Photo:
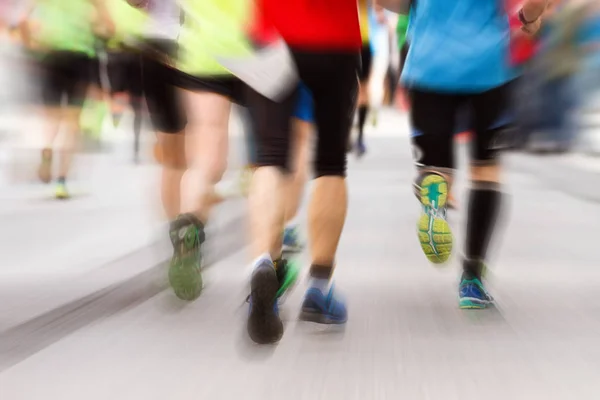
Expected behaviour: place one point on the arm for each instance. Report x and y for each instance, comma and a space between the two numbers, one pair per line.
530, 15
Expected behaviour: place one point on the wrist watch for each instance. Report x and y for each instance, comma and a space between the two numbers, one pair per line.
523, 20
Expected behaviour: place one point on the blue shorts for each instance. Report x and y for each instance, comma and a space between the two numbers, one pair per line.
304, 105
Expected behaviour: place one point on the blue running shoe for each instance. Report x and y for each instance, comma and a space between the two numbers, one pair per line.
472, 294
361, 149
291, 240
323, 309
264, 325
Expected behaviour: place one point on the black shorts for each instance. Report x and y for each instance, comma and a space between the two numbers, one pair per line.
332, 79
366, 62
227, 86
403, 56
64, 73
158, 83
124, 71
434, 122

**EXERCISE PROMPT**
Copy every line of the records above word for word, leaving out the pictures.

**ANSWER BELOW**
Photo:
Expected behaviour: place one point on the arm for each instance. Report x and y for each instance, comma and a space between the two numbers, one pair per line.
530, 15
Expected behaviour: place one point on the wrist watch for each instance. Report x and y for each instance, comma and a space between the two numbers, one pair per line.
523, 20
Expected behaviour: place one point on the blue shorts for each instance. Report x and y for each instance, comma and a space between the two numbers, one pair per line.
304, 105
Expected behaviour: place one point on the blue running shoe for each instance. Report x and y for each instance, comma and a space between the two numbers, one pair per line.
472, 294
361, 149
291, 240
323, 309
264, 325
Expected behaviour: place one point on the black shorts for each instance. Report x and y for each instance, comma and a space between the two numbers, one pair per line.
332, 79
366, 62
227, 86
403, 56
64, 73
158, 83
124, 71
434, 122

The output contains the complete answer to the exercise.